WHAT IS REQUIRED:
Return every one of the following items verbatim, reproducing each line without any change.

SUPPLIED ENTRIES:
-- Start --

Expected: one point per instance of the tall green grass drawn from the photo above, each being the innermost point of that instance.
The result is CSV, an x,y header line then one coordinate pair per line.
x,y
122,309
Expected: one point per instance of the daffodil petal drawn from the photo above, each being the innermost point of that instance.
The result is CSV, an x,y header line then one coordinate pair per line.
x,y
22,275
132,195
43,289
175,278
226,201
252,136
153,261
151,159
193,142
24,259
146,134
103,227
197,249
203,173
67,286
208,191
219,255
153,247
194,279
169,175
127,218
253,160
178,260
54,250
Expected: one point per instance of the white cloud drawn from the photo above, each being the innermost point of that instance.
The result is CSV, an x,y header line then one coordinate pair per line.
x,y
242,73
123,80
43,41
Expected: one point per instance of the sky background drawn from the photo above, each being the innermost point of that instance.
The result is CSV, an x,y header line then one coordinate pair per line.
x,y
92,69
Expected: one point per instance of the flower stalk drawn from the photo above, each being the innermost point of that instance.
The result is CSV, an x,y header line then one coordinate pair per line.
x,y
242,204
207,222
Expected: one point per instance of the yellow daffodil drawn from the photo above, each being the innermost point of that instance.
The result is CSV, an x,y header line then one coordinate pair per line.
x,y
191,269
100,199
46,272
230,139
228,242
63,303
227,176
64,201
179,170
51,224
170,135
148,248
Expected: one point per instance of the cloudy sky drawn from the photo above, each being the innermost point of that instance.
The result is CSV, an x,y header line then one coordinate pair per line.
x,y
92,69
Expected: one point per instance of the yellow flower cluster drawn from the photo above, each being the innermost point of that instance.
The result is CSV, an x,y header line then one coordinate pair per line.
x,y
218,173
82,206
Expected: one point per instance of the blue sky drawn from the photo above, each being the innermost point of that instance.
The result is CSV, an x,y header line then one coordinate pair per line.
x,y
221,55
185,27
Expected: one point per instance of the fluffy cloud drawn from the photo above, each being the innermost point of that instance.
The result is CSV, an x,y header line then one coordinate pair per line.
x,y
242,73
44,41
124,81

-- End --

EXERCISE RESULT:
Expected: one point per instance of the tall green grass drawn from the photo above, each being the innermost point of that instance.
The result is CSV, an x,y header line then one coordinate pair per line.
x,y
122,309
Expected: one point per instance of the daffodil petal drawn from the photo above, each being the innermost point of that instance.
The result is CSV, an x,y header line then one coordinate pair per line.
x,y
22,275
132,195
43,289
175,278
226,201
252,136
153,261
151,159
193,142
24,259
146,134
103,227
197,249
203,173
67,286
208,191
219,255
153,247
194,279
169,175
127,218
253,160
178,260
54,250
Expected: one point per instance of the white cloud drawn from the photo above, each being the innermost point of that instance.
The result is CSV, an x,y header line then one coordinate pair per line.
x,y
242,73
123,80
43,41
Expected: one point per instance of the sky background drawn from the photo above, each being the innermost point of that instance.
The result is CSV, an x,y header line then one coordinate pair per line.
x,y
92,69
Expected: one point per instance of the flower stalk drawn from the photo above, each being the innermost point of that instance.
The result is CSV, an x,y header line then one coordinate pair per line.
x,y
242,204
207,222
Expected: one point per instance of the yellow daffodil drawn from the photo above, each being the innermost point of that instance.
The result is CSV, an x,y header line then one coordinate pair per line.
x,y
191,269
100,199
46,272
230,139
228,242
63,303
227,176
64,201
179,170
51,224
170,135
148,248
Expected: one point per instance of the cloudy sky drawn from the photo above, each being the innermost point of that instance.
The result is CSV, an x,y header line then one coordinate pair per line.
x,y
92,69
Expected: one point per instance of the yellow flower cluster drawn from the photo above, each being the innermost point of that instance.
The result is CSV, an x,y header line then one coordinate pair per line.
x,y
218,173
82,206
Expected: one point per instance of the blue sky drawn from the photo above, each being the innermost point of that instance.
The result is CSV, an x,y header line then one coordinate pair per line.
x,y
221,55
185,27
Expected: one point per instance of the fluffy cloud drawn from the photo above, each being the innermost point of that instance.
The result is CSV, an x,y header line then one coordinate pair per line.
x,y
242,73
44,41
124,81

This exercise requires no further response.